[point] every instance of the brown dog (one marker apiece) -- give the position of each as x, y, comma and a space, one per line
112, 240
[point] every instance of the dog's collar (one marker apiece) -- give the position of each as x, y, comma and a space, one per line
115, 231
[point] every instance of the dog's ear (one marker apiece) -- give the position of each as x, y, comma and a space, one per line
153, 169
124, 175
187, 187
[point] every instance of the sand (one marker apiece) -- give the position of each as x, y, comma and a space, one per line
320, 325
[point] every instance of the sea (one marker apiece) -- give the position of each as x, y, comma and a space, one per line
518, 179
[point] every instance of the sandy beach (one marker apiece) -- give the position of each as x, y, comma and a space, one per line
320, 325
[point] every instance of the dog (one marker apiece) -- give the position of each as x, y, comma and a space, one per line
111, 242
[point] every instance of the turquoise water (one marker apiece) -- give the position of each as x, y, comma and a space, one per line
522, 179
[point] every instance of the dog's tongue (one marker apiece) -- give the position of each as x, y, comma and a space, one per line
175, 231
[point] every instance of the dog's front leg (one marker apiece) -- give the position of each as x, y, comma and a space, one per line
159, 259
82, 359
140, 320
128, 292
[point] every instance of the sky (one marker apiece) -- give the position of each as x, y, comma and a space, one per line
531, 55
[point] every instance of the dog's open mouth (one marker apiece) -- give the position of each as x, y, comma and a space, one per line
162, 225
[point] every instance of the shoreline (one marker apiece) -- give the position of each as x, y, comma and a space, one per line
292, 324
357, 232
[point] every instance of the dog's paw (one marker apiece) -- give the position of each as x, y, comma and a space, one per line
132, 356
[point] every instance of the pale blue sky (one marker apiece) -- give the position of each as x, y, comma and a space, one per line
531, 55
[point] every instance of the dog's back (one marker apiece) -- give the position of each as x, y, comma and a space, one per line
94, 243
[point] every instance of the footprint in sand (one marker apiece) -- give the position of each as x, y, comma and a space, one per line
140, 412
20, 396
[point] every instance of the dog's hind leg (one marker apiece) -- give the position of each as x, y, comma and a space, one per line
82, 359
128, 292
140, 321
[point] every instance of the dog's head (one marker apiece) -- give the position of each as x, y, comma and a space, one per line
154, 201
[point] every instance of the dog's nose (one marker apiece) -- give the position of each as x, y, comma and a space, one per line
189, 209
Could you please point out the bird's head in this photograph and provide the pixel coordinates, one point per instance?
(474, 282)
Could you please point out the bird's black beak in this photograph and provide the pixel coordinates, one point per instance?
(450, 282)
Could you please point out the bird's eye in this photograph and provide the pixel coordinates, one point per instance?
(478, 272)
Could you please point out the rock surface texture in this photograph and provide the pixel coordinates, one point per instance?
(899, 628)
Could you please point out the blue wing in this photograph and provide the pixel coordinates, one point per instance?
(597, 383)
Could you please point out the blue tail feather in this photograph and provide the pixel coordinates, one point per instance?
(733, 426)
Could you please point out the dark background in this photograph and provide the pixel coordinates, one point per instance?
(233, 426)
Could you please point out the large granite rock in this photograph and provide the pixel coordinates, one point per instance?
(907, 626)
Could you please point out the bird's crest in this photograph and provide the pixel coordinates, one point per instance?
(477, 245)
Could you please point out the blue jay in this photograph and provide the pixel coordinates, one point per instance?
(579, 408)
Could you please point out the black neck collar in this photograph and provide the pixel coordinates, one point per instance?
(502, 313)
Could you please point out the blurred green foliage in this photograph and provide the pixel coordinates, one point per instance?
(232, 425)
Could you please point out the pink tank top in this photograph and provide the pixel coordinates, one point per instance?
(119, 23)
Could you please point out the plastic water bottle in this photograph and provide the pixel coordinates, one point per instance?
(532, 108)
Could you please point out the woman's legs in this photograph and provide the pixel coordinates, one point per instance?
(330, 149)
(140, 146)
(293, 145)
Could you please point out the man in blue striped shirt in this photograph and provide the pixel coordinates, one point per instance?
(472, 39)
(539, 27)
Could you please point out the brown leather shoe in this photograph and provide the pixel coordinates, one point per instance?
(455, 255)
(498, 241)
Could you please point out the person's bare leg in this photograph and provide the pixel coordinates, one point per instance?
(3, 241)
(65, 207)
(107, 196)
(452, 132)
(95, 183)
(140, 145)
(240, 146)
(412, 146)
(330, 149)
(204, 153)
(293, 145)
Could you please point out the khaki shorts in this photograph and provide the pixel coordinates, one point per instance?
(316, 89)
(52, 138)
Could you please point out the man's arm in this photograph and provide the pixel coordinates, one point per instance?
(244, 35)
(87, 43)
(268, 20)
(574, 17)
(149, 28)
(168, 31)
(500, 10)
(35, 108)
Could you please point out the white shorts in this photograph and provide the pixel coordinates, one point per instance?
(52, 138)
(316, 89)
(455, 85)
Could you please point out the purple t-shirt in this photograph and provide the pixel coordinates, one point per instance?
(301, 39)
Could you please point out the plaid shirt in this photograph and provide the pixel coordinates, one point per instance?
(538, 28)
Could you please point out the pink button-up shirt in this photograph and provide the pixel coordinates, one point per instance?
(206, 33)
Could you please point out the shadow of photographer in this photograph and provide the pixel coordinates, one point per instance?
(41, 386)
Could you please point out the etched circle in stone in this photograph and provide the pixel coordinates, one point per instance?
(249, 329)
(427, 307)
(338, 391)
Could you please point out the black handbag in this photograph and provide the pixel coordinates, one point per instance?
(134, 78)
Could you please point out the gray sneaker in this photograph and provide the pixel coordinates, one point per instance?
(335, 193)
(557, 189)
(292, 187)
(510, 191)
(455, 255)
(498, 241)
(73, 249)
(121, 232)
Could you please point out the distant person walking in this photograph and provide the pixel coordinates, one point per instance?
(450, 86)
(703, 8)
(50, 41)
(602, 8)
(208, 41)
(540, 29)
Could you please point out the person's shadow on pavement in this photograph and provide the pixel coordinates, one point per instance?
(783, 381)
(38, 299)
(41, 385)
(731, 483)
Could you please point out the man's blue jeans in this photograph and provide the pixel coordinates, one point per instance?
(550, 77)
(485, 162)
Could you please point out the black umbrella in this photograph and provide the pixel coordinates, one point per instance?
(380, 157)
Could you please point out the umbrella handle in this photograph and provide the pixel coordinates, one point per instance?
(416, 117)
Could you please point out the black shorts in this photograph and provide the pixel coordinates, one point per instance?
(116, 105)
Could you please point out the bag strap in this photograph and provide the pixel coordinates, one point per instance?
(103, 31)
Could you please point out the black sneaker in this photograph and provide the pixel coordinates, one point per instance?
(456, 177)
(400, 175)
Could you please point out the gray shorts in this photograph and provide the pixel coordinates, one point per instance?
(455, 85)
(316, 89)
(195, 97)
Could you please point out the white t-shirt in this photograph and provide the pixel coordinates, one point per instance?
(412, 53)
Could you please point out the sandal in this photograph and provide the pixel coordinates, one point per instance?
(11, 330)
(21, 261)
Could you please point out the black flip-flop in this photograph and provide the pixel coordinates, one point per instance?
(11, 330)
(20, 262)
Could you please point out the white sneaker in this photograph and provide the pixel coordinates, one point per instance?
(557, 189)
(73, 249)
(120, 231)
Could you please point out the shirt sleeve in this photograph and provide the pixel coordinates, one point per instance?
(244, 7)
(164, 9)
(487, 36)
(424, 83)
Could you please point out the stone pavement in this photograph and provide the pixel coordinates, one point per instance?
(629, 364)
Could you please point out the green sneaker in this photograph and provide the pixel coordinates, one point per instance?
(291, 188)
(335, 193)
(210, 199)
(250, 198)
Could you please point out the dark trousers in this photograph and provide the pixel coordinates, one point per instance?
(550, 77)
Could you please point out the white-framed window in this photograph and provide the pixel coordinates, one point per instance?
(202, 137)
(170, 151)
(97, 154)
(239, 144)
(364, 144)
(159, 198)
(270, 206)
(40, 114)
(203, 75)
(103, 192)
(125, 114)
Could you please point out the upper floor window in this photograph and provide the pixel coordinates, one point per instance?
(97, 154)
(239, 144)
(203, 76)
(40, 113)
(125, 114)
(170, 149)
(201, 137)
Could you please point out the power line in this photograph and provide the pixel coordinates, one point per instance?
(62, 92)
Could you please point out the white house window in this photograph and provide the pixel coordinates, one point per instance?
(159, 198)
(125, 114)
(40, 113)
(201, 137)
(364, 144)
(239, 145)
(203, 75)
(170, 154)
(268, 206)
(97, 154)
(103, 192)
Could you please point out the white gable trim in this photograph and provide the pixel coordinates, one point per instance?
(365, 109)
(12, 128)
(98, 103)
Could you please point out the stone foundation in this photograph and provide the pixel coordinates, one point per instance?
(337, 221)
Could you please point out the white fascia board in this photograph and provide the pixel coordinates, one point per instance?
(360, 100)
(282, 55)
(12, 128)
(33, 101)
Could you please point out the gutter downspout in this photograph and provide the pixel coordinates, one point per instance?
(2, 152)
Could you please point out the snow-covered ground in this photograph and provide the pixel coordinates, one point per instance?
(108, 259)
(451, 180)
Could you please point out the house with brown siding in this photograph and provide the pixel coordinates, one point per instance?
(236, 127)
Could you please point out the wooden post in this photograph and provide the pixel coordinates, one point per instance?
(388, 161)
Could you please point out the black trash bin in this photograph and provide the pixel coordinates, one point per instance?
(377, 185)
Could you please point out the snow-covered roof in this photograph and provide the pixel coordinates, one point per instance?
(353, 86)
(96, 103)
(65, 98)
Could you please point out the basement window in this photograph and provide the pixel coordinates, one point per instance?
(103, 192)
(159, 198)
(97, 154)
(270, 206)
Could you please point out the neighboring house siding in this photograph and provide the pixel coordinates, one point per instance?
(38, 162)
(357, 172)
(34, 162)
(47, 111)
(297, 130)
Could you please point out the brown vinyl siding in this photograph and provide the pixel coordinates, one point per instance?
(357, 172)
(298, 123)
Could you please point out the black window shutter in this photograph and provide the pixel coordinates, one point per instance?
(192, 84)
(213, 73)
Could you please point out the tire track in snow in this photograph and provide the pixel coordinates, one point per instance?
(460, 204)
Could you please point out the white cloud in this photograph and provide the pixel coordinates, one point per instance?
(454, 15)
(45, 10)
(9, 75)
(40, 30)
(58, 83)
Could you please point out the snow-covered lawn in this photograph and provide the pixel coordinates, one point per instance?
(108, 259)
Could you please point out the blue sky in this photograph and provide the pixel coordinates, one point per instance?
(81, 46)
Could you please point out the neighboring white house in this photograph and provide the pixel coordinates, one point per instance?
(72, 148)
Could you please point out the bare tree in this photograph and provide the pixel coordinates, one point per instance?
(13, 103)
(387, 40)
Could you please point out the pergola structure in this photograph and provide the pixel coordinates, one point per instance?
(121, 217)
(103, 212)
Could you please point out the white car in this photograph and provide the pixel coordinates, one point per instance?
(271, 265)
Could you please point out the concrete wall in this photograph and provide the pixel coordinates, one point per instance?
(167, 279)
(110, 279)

### PROBLEM TO SOLVE
The expected output is the lines from the one holding "Could you please point out the blue sky" through the last line of the data, exactly as they appear, with nothing before or after.

### RESPONSE BELOW
Could you please point out the blue sky in this photograph and provide the pixel coordinates, one point per instance?
(81, 46)
Could you please point out the neighboring white house in this photograph and provide the pixel coordinates, one point per instance?
(72, 148)
Could you please point out the bare tree in this photograph and provide the pixel coordinates, one point per instance?
(13, 103)
(387, 40)
Could you please point out the pergola structure in this photograph and provide the pixel coordinates, one point per instance?
(121, 217)
(103, 212)
Could you please point out the white car in this photograph and provide the pixel coordinates, one point per instance?
(271, 265)
Could you please point out the concrete wall in this photograph and provide the pixel coordinates, one point per instance?
(167, 279)
(110, 279)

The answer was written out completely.